Task to carry out: Copy out the lines of the entries below, from the line containing "Category: rod handle" through the line containing "left=26, top=616, right=47, bottom=645", both included, with no changes.

Items from a dataset
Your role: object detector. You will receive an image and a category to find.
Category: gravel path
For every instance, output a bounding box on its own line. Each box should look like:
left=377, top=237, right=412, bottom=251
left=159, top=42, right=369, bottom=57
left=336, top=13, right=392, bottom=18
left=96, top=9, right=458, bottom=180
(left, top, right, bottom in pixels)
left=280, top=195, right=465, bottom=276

--

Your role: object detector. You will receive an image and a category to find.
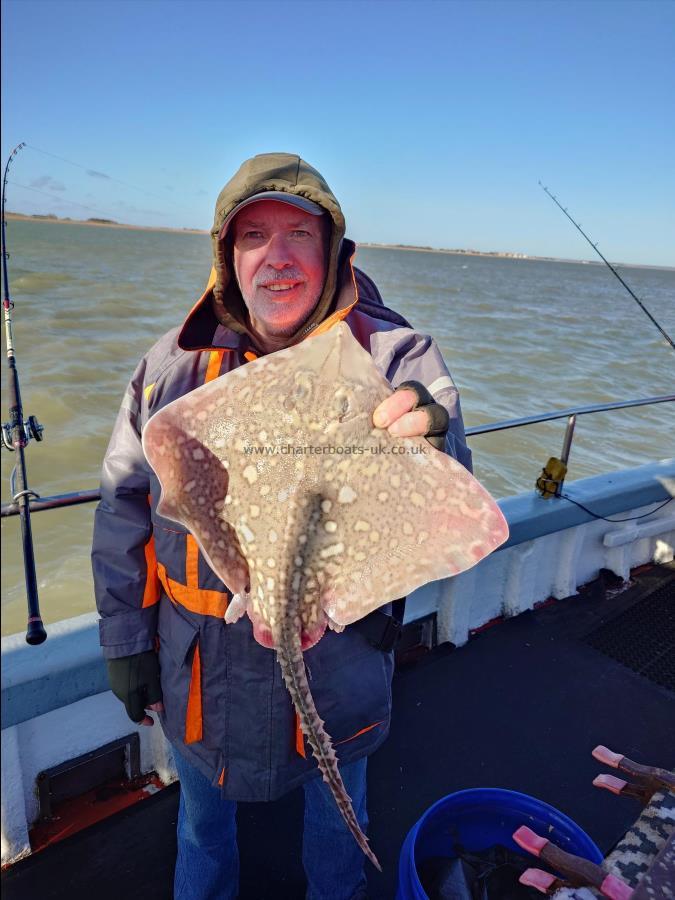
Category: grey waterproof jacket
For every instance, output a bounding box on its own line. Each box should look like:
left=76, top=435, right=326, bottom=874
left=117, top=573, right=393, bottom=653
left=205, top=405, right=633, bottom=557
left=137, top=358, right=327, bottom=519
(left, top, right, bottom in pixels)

---

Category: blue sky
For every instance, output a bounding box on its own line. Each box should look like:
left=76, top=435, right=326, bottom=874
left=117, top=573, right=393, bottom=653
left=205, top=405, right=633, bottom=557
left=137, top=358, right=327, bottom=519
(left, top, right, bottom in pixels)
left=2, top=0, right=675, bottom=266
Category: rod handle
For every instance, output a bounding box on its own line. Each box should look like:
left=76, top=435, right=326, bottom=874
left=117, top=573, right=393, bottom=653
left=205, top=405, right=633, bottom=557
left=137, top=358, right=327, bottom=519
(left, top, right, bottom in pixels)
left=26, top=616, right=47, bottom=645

Exercise answer:
Category: rod handle
For every instance, output a bounding box on its own line. Each box should look like:
left=76, top=435, right=326, bottom=874
left=117, top=573, right=393, bottom=653
left=205, top=405, right=633, bottom=557
left=137, top=358, right=327, bottom=519
(left, top, right, bottom in pixels)
left=26, top=616, right=47, bottom=645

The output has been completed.